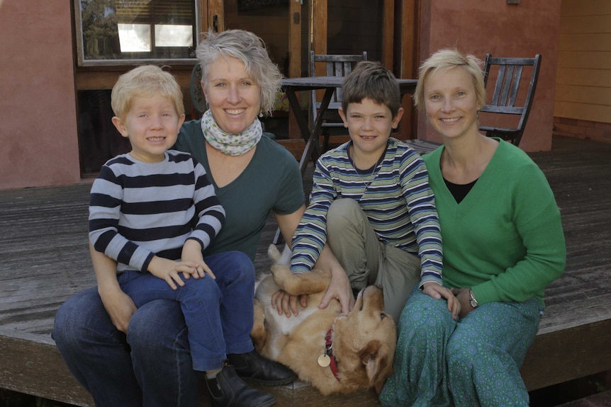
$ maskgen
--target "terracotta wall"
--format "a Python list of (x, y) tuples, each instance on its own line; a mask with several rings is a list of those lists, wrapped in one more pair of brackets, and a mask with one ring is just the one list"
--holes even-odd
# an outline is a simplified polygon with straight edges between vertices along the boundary
[(554, 134), (611, 142), (611, 1), (562, 0)]
[(0, 8), (0, 189), (80, 180), (69, 1)]
[[(520, 147), (527, 151), (551, 148), (554, 100), (558, 61), (561, 0), (422, 0), (420, 61), (440, 48), (459, 50), (483, 59), (542, 55), (539, 84)], [(439, 141), (427, 128), (423, 113), (418, 137)]]

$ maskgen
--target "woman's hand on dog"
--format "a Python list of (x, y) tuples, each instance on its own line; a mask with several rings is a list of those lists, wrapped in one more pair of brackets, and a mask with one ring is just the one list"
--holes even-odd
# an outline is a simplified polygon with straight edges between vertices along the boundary
[(441, 299), (445, 298), (448, 302), (448, 311), (452, 313), (452, 318), (456, 319), (460, 314), (461, 303), (454, 296), (452, 290), (437, 282), (425, 282), (422, 287), (422, 292), (427, 295)]
[(338, 263), (336, 267), (331, 269), (331, 283), (329, 284), (327, 292), (323, 296), (318, 308), (327, 308), (331, 299), (335, 298), (340, 302), (342, 314), (348, 315), (354, 306), (354, 296), (352, 294), (352, 287), (350, 286), (348, 275), (339, 264)]
[(284, 314), (286, 318), (291, 318), (291, 315), (298, 315), (298, 304), (306, 308), (308, 306), (308, 295), (291, 295), (284, 290), (278, 290), (271, 294), (271, 308), (278, 311), (278, 315)]

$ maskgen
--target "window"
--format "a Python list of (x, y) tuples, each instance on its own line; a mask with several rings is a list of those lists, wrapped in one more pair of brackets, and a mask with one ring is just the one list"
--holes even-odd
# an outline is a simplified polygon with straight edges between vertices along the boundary
[(79, 66), (193, 64), (195, 0), (75, 0)]

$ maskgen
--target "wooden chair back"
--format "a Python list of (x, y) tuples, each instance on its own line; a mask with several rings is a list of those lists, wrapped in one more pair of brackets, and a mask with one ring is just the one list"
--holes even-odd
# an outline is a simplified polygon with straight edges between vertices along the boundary
[[(352, 71), (352, 68), (360, 61), (367, 60), (367, 52), (364, 51), (359, 55), (323, 55), (315, 54), (314, 51), (310, 52), (310, 75), (312, 76), (320, 76), (316, 74), (316, 62), (324, 62), (325, 64), (325, 73), (327, 76), (346, 76)], [(316, 100), (316, 91), (312, 91), (312, 122), (315, 122), (318, 117), (318, 110), (320, 103)], [(335, 89), (329, 107), (323, 115), (323, 151), (328, 149), (330, 127), (343, 127), (337, 110), (342, 107), (342, 89)]]
[(201, 66), (199, 62), (195, 64), (191, 71), (191, 101), (193, 107), (198, 113), (198, 119), (201, 118), (206, 110), (206, 96), (203, 95), (203, 89), (201, 88)]
[[(541, 55), (534, 58), (500, 58), (486, 54), (484, 62), (484, 84), (488, 88), (491, 72), (496, 74), (492, 98), (481, 111), (518, 117), (515, 126), (488, 126), (481, 125), (479, 130), (488, 137), (500, 137), (520, 144), (528, 115), (532, 107), (532, 100), (537, 89)], [(529, 76), (522, 75), (525, 67), (532, 67)], [(528, 81), (527, 84), (526, 81)], [(488, 93), (490, 94), (490, 93)], [(483, 117), (481, 117), (482, 120)], [(483, 121), (483, 120), (482, 120)]]

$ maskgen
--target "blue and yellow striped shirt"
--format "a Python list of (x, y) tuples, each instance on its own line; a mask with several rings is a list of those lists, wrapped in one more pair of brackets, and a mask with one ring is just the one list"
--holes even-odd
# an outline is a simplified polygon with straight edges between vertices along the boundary
[(359, 203), (378, 239), (417, 256), (420, 286), (442, 283), (442, 238), (428, 172), (417, 153), (394, 138), (373, 173), (359, 172), (349, 157), (352, 142), (316, 163), (310, 204), (293, 236), (291, 271), (310, 271), (327, 241), (327, 212), (337, 198)]

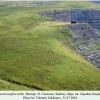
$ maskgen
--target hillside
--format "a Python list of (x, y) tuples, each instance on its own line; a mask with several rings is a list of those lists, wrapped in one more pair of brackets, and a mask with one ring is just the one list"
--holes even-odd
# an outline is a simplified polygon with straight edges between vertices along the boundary
[(1, 85), (0, 89), (99, 90), (100, 70), (68, 47), (71, 33), (62, 25), (70, 23), (39, 15), (45, 10), (87, 7), (100, 8), (100, 5), (93, 2), (0, 3), (0, 79), (14, 85), (8, 88), (1, 81), (4, 88)]

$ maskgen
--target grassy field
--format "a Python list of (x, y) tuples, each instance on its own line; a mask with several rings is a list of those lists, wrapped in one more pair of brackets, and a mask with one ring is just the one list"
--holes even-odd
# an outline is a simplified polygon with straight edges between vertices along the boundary
[(69, 44), (71, 34), (61, 25), (70, 23), (54, 22), (38, 14), (50, 9), (100, 5), (47, 2), (45, 7), (10, 6), (0, 7), (1, 90), (100, 90), (100, 70), (62, 43), (65, 40)]

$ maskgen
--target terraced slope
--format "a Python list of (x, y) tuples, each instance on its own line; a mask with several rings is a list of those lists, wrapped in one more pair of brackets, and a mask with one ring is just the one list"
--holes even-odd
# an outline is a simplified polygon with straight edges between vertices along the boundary
[(72, 34), (62, 26), (70, 23), (39, 15), (68, 5), (57, 4), (0, 8), (0, 79), (40, 90), (99, 90), (100, 70), (68, 47)]

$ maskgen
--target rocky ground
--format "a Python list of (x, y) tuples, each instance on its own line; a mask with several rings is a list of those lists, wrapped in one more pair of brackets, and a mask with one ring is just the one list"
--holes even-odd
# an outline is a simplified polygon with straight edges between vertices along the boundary
[(88, 62), (100, 68), (100, 32), (87, 23), (71, 24), (68, 28), (72, 37), (69, 47)]

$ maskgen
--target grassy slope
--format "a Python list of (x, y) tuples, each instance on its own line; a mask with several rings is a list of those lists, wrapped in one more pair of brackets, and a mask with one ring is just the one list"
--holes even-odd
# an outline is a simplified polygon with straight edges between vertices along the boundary
[(4, 80), (0, 80), (0, 90), (33, 90), (26, 86), (16, 85)]
[(49, 4), (45, 8), (0, 9), (0, 78), (46, 90), (98, 90), (100, 71), (61, 43), (69, 42), (69, 31), (60, 26), (68, 23), (45, 24), (52, 19), (41, 17), (38, 12), (84, 8), (85, 4), (99, 6), (89, 2), (57, 3), (59, 6), (53, 3), (53, 7)]

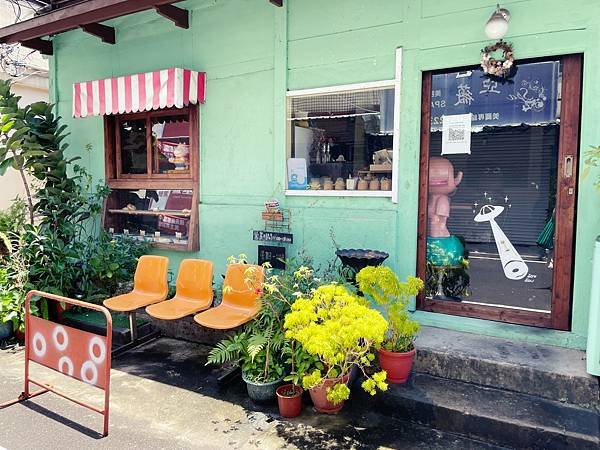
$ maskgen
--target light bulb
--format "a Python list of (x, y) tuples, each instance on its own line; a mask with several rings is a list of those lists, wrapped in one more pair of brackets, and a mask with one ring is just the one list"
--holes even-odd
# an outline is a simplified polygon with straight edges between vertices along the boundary
[(502, 39), (508, 31), (510, 13), (500, 5), (485, 24), (485, 34), (490, 39)]

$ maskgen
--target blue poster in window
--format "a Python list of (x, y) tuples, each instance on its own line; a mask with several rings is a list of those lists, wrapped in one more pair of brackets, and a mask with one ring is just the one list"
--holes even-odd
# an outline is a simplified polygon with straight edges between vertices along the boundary
[(442, 116), (471, 114), (474, 129), (555, 123), (559, 117), (560, 63), (522, 64), (516, 75), (496, 81), (481, 68), (433, 75), (431, 129), (442, 129)]

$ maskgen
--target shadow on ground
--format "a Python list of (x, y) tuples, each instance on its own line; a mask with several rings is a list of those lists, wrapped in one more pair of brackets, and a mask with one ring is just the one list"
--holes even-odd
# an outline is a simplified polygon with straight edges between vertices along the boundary
[[(246, 394), (241, 378), (220, 387), (220, 368), (206, 366), (209, 346), (161, 338), (131, 350), (113, 361), (113, 369), (151, 379), (221, 401), (240, 405), (249, 420), (260, 415), (262, 421), (276, 422), (277, 434), (286, 443), (300, 449), (491, 449), (493, 446), (450, 433), (441, 433), (408, 421), (391, 419), (371, 411), (364, 397), (351, 398), (341, 413), (334, 416), (316, 413), (305, 393), (299, 418), (283, 419), (275, 402), (259, 404)], [(357, 385), (354, 389), (360, 389)], [(385, 394), (383, 394), (385, 395)], [(356, 397), (356, 396), (355, 396)], [(265, 419), (266, 417), (266, 419)], [(204, 418), (208, 420), (209, 418)], [(260, 421), (259, 420), (259, 421)], [(217, 422), (213, 422), (215, 427)], [(227, 432), (236, 431), (230, 421)], [(260, 423), (256, 425), (261, 431)], [(254, 443), (261, 448), (261, 442)]]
..........
## What is being asked
Render the lines above as a Markdown table with the columns "Row" and "Line", running from the start through the line containing "113), (418, 137)]]", that line included. Number each row, omit blank lines, and leave out the pictures.

## Answer to the task
| Row | Line |
|---|---|
| 1 | $ maskgen |
| 2 | --target "terracotta wall" |
| 3 | --format "a Python list of (x, y) tuples, each instance on its own line; a mask with several rings is a list of those lists, wrapped in one more pair of brackets, and a mask with one ring is just the one list" |
| 4 | --holes even-odd |
| 5 | # an outline is a simplified polygon with straight edges between vertices along the boundary |
| 6 | [(554, 134), (611, 142), (611, 1), (562, 0)] |
| 7 | [(0, 8), (0, 189), (80, 180), (69, 1)] |
| 8 | [[(520, 147), (527, 151), (551, 148), (554, 100), (558, 61), (561, 0), (422, 0), (420, 61), (440, 48), (459, 50), (483, 59), (542, 55), (539, 84)], [(439, 141), (427, 128), (423, 113), (418, 137)]] |